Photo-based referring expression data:
□ □ □ □ □ □ □
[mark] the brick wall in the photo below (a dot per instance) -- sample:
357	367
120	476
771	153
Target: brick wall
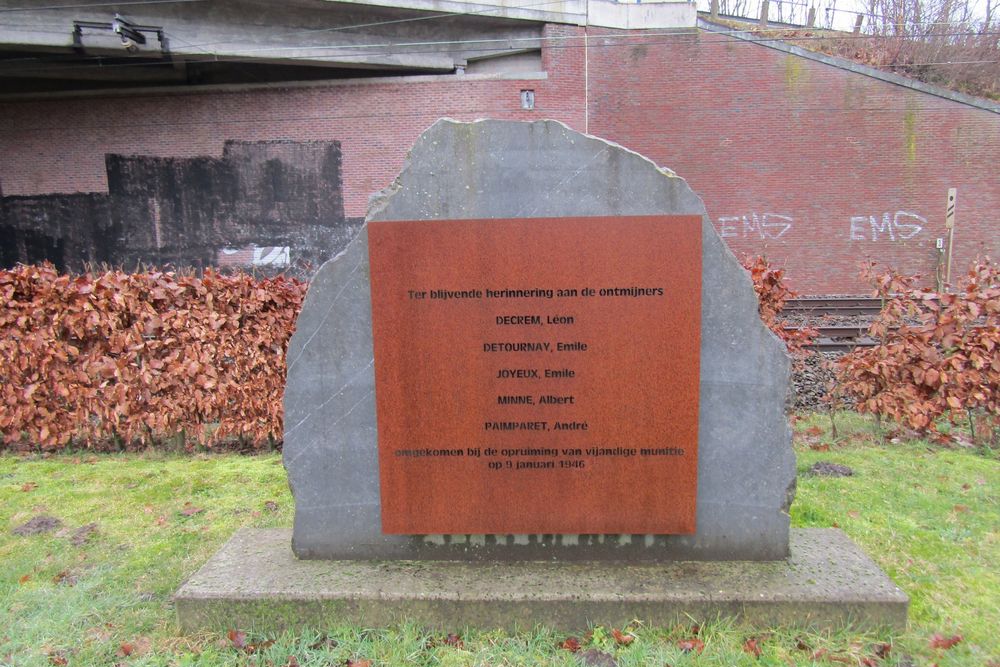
814	166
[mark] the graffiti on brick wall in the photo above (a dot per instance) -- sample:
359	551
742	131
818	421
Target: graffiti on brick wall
251	256
898	226
753	226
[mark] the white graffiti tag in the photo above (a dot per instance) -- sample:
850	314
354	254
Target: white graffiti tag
766	226
903	226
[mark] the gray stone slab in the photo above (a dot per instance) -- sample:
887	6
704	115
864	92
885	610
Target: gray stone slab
255	582
499	169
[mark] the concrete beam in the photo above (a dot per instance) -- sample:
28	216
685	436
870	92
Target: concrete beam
255	581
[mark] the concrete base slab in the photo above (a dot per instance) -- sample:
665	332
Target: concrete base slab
255	583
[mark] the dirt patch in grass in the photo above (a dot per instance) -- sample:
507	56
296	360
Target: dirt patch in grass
42	523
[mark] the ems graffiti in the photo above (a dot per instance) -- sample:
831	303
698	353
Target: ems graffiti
764	226
901	226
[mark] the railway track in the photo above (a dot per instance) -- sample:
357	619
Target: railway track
815	307
838	337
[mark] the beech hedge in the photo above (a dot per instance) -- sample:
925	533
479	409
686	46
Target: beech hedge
134	358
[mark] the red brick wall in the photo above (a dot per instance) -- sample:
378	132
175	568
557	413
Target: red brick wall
785	151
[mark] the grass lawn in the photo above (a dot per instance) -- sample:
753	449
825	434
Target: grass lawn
117	534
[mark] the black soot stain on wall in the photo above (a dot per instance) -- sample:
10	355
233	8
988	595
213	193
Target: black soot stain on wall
270	205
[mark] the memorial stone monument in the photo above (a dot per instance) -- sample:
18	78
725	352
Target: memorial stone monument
537	349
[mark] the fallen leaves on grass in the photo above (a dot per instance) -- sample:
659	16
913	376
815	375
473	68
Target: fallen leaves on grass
571	644
66	578
138	646
596	658
882	650
238	639
689	645
942	642
324	642
83	534
622	638
752	646
191	510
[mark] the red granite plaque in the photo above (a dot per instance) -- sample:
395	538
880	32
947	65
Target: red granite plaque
537	375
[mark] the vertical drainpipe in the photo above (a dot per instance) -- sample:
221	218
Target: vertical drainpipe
586	70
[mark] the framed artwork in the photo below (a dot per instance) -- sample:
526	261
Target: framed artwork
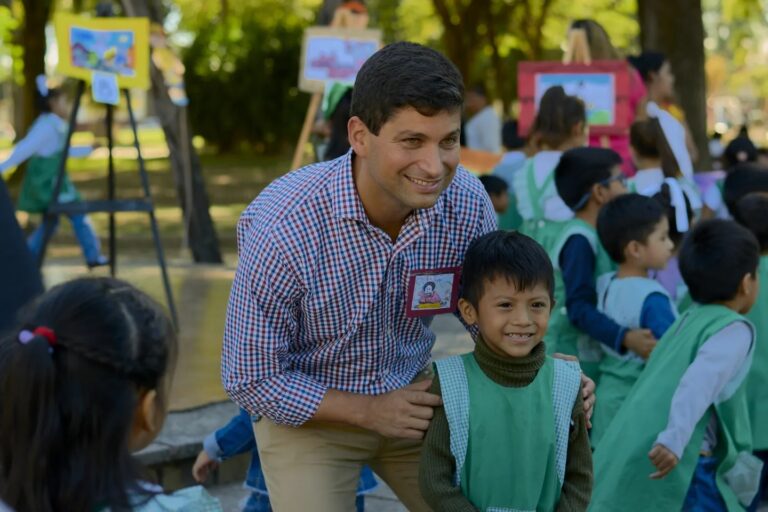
□ □ □ □ □ □ □
Assignment
The answer should be nothing but the number of lines above that contain "below".

Exercise output
2